Rows that point to named objects:
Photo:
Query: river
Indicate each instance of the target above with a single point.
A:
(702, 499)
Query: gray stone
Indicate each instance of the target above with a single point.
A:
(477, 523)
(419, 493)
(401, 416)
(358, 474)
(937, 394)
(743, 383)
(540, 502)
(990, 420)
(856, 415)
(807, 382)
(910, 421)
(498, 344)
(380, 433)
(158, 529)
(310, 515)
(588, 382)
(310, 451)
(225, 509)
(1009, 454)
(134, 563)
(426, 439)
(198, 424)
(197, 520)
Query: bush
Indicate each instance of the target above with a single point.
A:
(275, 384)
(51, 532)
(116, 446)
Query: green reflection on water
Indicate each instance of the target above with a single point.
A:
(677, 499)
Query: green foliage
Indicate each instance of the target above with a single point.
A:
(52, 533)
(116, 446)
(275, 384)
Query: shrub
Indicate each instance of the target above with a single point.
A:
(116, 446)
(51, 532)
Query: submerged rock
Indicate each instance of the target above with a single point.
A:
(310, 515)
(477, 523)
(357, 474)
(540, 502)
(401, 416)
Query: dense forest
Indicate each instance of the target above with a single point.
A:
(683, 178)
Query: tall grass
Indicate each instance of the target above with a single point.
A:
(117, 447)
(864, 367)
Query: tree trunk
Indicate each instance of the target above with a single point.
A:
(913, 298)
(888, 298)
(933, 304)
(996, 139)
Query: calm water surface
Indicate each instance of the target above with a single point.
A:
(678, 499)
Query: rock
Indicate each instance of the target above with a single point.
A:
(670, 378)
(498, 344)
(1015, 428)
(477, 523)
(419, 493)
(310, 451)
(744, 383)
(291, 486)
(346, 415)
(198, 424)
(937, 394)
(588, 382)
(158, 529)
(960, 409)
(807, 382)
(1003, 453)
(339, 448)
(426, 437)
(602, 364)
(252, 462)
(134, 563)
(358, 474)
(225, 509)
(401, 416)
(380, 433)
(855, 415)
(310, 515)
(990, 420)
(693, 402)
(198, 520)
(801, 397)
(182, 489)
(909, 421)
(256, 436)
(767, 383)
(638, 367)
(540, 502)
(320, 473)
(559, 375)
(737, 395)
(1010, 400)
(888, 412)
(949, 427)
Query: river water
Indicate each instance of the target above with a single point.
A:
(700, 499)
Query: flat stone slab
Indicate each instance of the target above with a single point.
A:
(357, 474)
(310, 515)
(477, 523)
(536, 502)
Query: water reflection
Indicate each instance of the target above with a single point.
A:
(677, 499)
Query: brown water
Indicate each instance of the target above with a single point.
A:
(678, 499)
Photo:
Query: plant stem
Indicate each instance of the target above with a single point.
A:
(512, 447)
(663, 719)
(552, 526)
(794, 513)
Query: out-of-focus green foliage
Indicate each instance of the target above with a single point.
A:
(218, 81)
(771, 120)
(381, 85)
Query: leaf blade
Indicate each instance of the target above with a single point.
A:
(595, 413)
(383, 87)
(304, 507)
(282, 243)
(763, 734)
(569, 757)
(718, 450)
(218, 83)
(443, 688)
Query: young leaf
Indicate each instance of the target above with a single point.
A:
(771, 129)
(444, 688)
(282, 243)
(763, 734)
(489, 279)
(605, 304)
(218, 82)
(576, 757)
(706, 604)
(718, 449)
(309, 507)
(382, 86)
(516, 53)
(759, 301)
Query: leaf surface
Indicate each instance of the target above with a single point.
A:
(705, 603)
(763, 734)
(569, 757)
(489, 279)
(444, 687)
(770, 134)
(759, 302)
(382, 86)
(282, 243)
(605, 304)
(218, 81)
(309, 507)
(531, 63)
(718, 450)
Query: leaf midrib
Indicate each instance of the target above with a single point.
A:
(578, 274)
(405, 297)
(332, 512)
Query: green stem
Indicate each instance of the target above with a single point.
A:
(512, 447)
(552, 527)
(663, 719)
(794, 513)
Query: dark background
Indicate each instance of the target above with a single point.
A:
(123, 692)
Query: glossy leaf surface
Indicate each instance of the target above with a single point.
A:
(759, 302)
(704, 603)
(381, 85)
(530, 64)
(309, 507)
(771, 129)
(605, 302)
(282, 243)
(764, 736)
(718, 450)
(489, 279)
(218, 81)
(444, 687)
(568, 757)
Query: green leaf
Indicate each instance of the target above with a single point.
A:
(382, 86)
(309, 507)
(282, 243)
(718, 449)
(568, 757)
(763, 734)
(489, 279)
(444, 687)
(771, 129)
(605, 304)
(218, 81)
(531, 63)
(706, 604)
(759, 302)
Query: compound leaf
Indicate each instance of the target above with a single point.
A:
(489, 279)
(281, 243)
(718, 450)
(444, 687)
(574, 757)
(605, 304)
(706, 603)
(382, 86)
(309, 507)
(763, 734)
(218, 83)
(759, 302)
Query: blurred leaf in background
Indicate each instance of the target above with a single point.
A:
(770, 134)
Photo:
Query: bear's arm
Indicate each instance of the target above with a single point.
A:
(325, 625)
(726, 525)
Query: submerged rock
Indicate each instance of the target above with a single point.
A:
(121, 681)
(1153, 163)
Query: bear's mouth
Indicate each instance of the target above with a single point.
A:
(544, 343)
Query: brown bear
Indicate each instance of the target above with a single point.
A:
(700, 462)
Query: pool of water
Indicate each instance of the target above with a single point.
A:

▶ _Instructions for the task_: Rewrite the rows from the line that has "Query: leaf surface" through the last row, swapping "target" for "object" and leaving everything else unchanged.

▶ _Solution_:
Query: leaf surface
Indicate each instance of the object above with a single point.
A:
(705, 603)
(763, 734)
(569, 757)
(489, 279)
(444, 687)
(770, 134)
(759, 302)
(382, 86)
(282, 243)
(605, 304)
(218, 81)
(309, 507)
(531, 63)
(718, 450)
Query: leaf midrib
Indicate each instance of the object above with a single point.
A:
(578, 274)
(405, 297)
(332, 512)
Query: green stem
Indicate each instance of the object above with a single point.
A:
(512, 447)
(552, 527)
(663, 719)
(794, 513)
Query: dark background
Indicate each instance of the object above with a single point.
A:
(123, 692)
Query: glossy leaf surface
Indicate each instance of the object above with a single point.
A:
(759, 302)
(704, 603)
(381, 85)
(530, 64)
(309, 507)
(771, 129)
(605, 302)
(282, 243)
(764, 736)
(718, 450)
(489, 279)
(218, 81)
(444, 687)
(568, 757)
Query: green leaf
Indicate each instance of the object above with a single point.
A:
(382, 86)
(309, 507)
(282, 243)
(718, 449)
(568, 757)
(763, 734)
(489, 279)
(444, 687)
(771, 129)
(605, 304)
(218, 81)
(531, 63)
(706, 604)
(759, 302)
Query: compound leaf
Indicate each instance of the object above with a single point.
A:
(489, 279)
(281, 243)
(718, 450)
(444, 687)
(574, 757)
(605, 304)
(706, 603)
(382, 86)
(309, 507)
(763, 734)
(218, 83)
(759, 302)
Query: blurred leaf in background
Indicate each instance of the object above with a single point.
A:
(770, 134)
Photo:
Query: bear's arm
Indicate each instance of the object above with a single point.
A:
(325, 625)
(726, 525)
Query: submerged rock
Indicate each instance of the object above with a single point.
A:
(121, 681)
(1153, 163)
Query: bear's mouth
Indicate each instance of the object above with a single point.
A:
(544, 343)
Query: brown bear
Indicate each instance of the object above with a single point.
A:
(700, 462)
Query: pool of water
Indicate each instance of the object above with a single point.
A:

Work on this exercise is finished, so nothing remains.